### EXCERPT PROVIDED
⟨
Economy and issues relating to planning, mobilization of resources, growth, development and employment.

GS-3

INDIA EMERGED OUT OF TECHNICAL RECESSION

  • The Indian economy has emerged out of technical recession as it grew at 0.4% in the third (October-December) quarter of 2020-21 with improvement in manufacturing, construction and agriculture.
  • The Gross Domestic Product (GDP) had contracted by 24.4% and 7.3% in the April-June and July-September quarters, respectively, marking a technical recession in the aftermath of the Covid-19 pandemic.
  • A technical recession is when a country faces a continuous decline for two consecutive quarters in the GDP.

Important points:

  • For the full fiscal year (2020-21), the National Statistical Office (NSO) has projected a contraction of 8%, higher than the forecasts of the Economic Survey (7.7%) and the Reserve Bank of India (7.5%).
⟩
### ACTIVITY A
Answer these from the passage on India leaving technical recession:
(i) By what percentage did the economy grow in the October-December quarter of 2020-21?
(ii) By how much did GDP contract in the April-June quarter?
(iii) What contraction has the National Statistical Office projected for the full fiscal year 2020-21?
### ACTIVITY B
Carry the passage on India leaving technical recession further, starting right after its last sentence.
The lines that come next are separate material and have nothing to do with the passage on India leaving technical recession.

[Lines taken from a collection]
⟨
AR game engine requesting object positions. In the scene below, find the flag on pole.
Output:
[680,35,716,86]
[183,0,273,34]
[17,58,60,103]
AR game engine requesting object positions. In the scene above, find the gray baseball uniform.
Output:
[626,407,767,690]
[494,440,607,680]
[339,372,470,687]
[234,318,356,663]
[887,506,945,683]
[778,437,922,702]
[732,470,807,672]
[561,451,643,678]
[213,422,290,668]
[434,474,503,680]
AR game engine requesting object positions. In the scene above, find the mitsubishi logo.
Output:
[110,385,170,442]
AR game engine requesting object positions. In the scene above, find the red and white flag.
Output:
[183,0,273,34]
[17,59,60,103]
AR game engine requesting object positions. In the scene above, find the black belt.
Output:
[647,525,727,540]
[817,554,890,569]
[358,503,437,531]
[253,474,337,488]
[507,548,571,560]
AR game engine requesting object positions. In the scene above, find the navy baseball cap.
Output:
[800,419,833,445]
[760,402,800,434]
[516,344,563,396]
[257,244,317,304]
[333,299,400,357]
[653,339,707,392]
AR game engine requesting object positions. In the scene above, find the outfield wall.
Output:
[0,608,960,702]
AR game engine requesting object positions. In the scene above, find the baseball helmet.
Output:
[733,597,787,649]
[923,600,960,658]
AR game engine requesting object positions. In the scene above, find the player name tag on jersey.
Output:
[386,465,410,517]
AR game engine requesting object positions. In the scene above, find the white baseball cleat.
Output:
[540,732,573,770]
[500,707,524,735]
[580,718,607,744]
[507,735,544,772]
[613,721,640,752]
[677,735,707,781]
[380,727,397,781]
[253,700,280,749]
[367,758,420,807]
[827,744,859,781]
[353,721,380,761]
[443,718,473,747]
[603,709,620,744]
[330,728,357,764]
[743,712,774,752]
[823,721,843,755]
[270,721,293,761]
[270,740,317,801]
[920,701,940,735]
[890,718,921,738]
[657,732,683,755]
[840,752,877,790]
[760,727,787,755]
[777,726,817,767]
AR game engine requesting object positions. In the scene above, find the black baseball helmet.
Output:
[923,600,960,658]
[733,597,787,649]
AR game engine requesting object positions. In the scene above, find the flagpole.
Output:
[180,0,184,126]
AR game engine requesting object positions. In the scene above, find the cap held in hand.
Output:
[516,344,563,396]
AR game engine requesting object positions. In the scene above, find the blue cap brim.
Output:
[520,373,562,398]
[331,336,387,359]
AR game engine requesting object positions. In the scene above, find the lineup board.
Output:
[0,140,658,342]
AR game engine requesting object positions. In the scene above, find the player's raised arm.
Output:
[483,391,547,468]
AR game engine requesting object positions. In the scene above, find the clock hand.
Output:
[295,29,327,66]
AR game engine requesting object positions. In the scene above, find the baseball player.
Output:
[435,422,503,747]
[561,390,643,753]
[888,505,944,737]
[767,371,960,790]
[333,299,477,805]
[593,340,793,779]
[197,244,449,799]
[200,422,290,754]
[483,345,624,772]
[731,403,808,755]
⟩
### ANSWER AREA A
(i) 0.4%
(ii) 24.4%
(iii) 8%

### ANSWER AREA B
  • The real GDP growth estimate for the third quarter (2020-21) is at 0.4%. In the corresponding quarter last year, the economy had grown 3.3%.
  • For the April-June quarter (Q1) and July-September (Q2), the contraction numbers were revised from 23.9% to 24.4% and 7.5% to 7.3%, respectively.

Growth Across Major Sectors:

  • Industries and Services Sector: With improved performance of manufacturing, electricity and construction, industry recorded a growth rate of 2.6% in the third quarter against the contraction in the first two.
  • However, services, with the largest share in GDP at 57%, still remained in the contraction zone with a 0.9% fall year-on-year.
  • Financial, real estate and professional services grew 6.6% as against 9.5% contraction in the previous quarter and 5.5% growth in the corresponding period last year.
  • Mining, trade, hotels, transport, communication and broadcasting services and public administration services continued to stay in the negative territory in the third quarter registering a contraction of 5.9 %, 7.7%, and 1.5%, respectively.
  • India’s eight core sectors recorded a meagre 0.1% rise in output in January 2021, propped up by a 5.1% rise in electricity, 2.7% growth in fertilizers and 2.6% growth in steel production, even as the other five sectors contracted.
  • Coal, crude oil, natural gas, refinery products, and cement recorded negative growth in January.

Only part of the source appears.